### What this exercise asks
**1.** Answer these questions about the CUDA prime sieve thread, marking your answers (a), (b) and (c):
(a) What problem does the reply say comes from putting the even-number sieving and the composite marking in if/else branches on the thread index?
(b) Into how many kernels was the earlier kernel split, and what is each one for?
(c) Besides computing the square root on the GPU, where does the reply say the value could be computed, and how would it reach the kernel?
**2.** Please continue the CUDA prime sieve thread from the point where it stops.

# Excerpted text start

Any kind of feedback, improvements is good. Thanks.

__shared__ uint64_t maxRoot;
if (threadIdx.x == 0 && threadIdx.y == 0) maxRoot = sqrt(max); // optimization #1
__syncthreads();
// maxRoot is now safe to be read from all threads

considering how fast transcendental functions are computed on the GPU, you will barely see
an improvement from the above optimization. Computing this value in the host code and passing it to the kernel as a launch argument is also an adequate optimization.

I noticed an inefficiency in your posted code.

if (threadIdx.x == 0 && threadIdx.y == 0)
{
   ...
    // sieve multiples of two
   ...
}
else
{
   ...
   // mark off the composite numbers
   ...
}

don’t do that. It will make your first warp heavily divergent. Warp divergence is bad.

@cbuchner1, I really appretiate your inputs! You see, as I am a beginner, I didn’t even know about Warp Divergence.
So, I’ve modified my code and although I didn’t benchmark it, I think it’s a little bit more efficient than before.

I’ve fixed the warp you mentioned. These are the modifications to the code:

  • split the kernel I had before into 3 kernels. One for initialization, one for sieving the even numbers, one for the rest.
  • I’m now passing the root to the kernel instead of having the GPU compute it.
  • I’ve adjusted the dimGrid and dimBlocks for the kernels accordingly

Here’s the updated prime.cu

#include <stdio.h>
#include <helper_cuda.h> // checkCudaErrors()
#include <cuda.h>
#include <cuda_runtime_api.h>
#include <cuda_runtime.h>

typedef unsigned long long int uint64_t;

/******************************************************************************
* kernel that initializes the 1st couple of values in the primes array.
******************************************************************************/
__global__ static void sieveInitCUDA(char* primes)

# Excerpted text end
# Material provided start

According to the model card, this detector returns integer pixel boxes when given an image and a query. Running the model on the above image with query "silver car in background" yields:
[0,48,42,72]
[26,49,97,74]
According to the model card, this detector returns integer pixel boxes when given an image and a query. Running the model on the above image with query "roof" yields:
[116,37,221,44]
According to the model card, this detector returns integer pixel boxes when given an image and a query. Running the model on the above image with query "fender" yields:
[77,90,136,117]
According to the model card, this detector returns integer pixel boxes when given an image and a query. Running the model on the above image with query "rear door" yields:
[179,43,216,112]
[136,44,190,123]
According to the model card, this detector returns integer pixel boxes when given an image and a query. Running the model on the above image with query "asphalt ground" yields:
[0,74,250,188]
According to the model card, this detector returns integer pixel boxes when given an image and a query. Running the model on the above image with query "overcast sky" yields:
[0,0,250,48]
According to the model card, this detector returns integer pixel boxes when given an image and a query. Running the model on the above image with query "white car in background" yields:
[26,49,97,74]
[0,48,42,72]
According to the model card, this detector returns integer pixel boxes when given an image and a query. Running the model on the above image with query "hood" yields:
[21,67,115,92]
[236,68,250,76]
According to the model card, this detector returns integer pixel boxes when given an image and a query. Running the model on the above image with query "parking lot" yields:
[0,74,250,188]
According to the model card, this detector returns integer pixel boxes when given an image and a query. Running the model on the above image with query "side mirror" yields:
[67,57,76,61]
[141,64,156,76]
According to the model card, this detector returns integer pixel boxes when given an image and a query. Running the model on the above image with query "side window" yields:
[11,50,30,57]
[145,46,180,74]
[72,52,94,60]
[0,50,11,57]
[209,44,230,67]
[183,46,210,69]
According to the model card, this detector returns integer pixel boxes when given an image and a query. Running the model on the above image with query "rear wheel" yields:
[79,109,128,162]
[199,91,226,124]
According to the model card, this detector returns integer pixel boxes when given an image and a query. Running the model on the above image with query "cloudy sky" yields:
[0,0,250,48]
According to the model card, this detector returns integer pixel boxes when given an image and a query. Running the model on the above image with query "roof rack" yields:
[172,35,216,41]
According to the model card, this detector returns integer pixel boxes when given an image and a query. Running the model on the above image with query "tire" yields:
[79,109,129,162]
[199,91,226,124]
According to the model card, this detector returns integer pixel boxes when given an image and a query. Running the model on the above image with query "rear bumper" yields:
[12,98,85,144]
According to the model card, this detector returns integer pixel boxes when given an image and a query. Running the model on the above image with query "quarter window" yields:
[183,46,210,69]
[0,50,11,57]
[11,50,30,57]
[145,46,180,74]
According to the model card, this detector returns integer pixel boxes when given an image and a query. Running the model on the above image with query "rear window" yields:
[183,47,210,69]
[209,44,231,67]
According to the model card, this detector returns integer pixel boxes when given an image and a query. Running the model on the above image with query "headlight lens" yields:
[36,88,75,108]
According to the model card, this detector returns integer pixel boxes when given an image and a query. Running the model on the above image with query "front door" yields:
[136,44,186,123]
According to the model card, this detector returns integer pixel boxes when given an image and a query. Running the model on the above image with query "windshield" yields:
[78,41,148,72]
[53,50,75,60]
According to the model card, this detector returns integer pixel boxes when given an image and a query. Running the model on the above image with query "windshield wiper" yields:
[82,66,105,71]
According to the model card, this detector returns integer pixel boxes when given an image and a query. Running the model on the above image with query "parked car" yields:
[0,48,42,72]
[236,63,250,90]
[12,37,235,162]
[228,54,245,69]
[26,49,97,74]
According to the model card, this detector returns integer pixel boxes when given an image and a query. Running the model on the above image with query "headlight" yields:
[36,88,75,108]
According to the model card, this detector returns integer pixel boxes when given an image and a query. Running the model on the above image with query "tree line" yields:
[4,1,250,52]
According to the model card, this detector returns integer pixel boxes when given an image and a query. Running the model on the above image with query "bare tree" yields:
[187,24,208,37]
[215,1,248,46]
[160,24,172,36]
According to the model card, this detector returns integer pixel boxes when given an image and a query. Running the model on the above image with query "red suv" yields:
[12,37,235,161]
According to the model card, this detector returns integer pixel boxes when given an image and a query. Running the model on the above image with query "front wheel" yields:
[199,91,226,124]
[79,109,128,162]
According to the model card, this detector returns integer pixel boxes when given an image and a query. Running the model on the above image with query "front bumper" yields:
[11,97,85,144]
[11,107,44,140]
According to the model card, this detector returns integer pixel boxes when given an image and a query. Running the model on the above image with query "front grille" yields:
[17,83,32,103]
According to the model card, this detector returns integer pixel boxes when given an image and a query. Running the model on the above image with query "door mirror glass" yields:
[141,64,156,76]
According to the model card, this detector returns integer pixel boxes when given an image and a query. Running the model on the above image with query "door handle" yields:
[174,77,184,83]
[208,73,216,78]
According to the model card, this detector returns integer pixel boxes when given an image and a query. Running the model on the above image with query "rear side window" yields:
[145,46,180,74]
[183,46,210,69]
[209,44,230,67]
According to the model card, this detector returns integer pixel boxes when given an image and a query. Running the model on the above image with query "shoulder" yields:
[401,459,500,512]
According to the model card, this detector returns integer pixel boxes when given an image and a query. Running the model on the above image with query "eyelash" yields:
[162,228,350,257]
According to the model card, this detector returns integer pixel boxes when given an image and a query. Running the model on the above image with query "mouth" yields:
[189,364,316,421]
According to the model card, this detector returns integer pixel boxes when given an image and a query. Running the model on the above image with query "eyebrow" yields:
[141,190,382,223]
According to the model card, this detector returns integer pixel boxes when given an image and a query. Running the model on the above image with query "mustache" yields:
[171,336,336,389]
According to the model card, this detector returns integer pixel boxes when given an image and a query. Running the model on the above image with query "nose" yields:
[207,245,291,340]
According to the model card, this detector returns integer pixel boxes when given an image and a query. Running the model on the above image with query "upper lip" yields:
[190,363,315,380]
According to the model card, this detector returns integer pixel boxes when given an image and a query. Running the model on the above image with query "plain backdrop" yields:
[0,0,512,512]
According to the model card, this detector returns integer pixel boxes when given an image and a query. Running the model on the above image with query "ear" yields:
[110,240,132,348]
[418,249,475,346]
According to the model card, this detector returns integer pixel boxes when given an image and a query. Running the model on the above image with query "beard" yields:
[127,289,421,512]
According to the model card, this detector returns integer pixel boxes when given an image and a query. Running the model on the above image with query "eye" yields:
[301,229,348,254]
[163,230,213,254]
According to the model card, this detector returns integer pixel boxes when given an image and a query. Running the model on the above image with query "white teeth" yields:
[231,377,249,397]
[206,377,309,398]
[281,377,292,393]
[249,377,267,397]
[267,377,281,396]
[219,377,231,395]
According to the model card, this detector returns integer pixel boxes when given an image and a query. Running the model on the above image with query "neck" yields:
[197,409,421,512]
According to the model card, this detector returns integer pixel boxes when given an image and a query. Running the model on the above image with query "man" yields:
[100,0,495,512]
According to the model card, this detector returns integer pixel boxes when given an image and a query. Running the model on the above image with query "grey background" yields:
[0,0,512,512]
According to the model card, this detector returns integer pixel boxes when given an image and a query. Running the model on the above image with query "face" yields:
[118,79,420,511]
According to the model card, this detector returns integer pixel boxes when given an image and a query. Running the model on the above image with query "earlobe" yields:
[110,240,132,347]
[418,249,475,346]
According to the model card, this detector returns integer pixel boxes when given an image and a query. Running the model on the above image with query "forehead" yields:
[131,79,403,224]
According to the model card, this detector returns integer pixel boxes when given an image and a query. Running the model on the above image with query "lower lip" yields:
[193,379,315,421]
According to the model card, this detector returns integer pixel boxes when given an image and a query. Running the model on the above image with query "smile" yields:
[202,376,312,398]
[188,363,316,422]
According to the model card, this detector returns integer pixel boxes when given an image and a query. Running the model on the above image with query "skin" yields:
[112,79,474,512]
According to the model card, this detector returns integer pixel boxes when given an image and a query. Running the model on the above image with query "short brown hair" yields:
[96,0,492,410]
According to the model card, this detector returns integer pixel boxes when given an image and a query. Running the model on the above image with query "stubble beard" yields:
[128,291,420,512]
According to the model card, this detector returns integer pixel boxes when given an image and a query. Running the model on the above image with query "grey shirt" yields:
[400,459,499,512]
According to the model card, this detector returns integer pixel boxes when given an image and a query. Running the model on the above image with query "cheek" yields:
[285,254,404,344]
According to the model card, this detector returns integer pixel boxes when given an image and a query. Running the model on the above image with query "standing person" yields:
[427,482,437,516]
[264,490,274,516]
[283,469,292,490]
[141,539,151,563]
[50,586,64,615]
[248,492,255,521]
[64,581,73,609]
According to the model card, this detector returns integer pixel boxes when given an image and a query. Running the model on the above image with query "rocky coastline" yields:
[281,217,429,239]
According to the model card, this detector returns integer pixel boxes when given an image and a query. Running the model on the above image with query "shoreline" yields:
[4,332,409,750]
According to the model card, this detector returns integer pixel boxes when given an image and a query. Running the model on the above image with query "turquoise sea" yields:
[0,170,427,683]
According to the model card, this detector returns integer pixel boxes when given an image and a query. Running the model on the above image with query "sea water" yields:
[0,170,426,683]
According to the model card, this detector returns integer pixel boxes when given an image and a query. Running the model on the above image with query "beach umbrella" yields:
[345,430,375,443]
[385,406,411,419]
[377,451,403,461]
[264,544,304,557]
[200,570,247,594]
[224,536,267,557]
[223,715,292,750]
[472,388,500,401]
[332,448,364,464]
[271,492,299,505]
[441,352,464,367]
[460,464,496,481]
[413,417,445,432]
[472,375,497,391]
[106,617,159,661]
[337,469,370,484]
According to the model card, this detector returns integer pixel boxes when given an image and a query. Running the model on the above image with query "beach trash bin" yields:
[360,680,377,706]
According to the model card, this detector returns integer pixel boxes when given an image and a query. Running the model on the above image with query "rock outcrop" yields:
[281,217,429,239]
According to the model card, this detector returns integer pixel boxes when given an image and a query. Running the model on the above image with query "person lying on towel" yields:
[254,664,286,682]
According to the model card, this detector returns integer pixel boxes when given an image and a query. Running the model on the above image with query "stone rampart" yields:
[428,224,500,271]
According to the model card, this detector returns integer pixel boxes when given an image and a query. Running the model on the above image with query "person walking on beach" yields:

# Material provided end

### Task-by-task results
**1.**
(a) It makes the first warp heavily divergent, and warp divergence is bad.
(b) Three kernels: one for initialization, one for sieving the even numbers, and one for the rest.
(c) In the host code, passed to the kernel as a launch argument.

**2.**
{
   primes[0] = 1; // value of 1 means the number is NOT prime
   primes[1] = 1; // numbers "0" and "1" are not prime numbers
}

/******************************************************************************
* kernel for sieving the even numbers starting at 4.
******************************************************************************/
__global__ static void sieveEvenNumbersCUDA(char* primes, uint64_t max)
{
   uint64_t index = blockIdx.x * blockDim.x + threadIdx.x + threadIdx.x + 4;
   if (index < max)
      primes[index] = 1;
}

/******************************************************************************
* kernel for finding prime numbers using the sieve of eratosthenes
* - primes: an array of bools. initially all numbers are set to "0".
*           A "0" value means that the number at that index is prime.
* - max: the max size of the primes array
* - maxRoot: the sqrt of max (the other input). we don't wanna make all threads
*   compute this over and over again, so it's being passed in
******************************************************************************/
__global__ static void sieveOfEratosthenesCUDA(char *primes, uint64_t max,
                                               const uint64_t maxRoot)
{
   // get the starting index, sieve only odds starting at 3
   // 3,5,7,9,11,13...
   /* int index = blockIdx.x * blockDim.x + threadIdx.x + threadIdx.x + 3; */

   // apparently the following indexing usage is faster than the one above. Hmm
   int index = blockIdx.x * blockDim.x + threadIdx.x + 3;

   // make sure index won't go out of bounds, also don't start the execution
   // on numbers that are already composite
   if (index < maxRoot && primes[index] == 0)
   {
      // mark off the composite numbers
      for (int j = index * index; j < max; j += index)
      {
         primes[j] = 1;
      }
   }
}

/******************************************************************************
* checkDevice()
******************************************************************************/
__host__ int checkDevice()
{
   // query the Device and decide on the block size
   int devID = 0; // the default device ID
   cudaError_t error;
   cudaDeviceProp deviceProp;
   error = cudaGetDevice(&devID);
   if (error != cudaSuccess)
   {
      printf("CUDA Device not ready or not supported\n");
      printf("%s: cudaGetDevice returned error code %d, line(%d)\n", __FILE__, error, __LINE__);
      exit(EXIT_FAILURE);
   }

   error = cudaGetDeviceProperties(&deviceProp, devID);
   if (deviceProp.computeMode == cudaComputeModeProhibited || error != cudaSuccess)
   {
      printf("CUDA device ComputeMode is prohibited or failed to getDeviceProperties\n");
      return EXIT_FAILURE;
   }

   // Use a larger block size for Fermi and above (see compute capability)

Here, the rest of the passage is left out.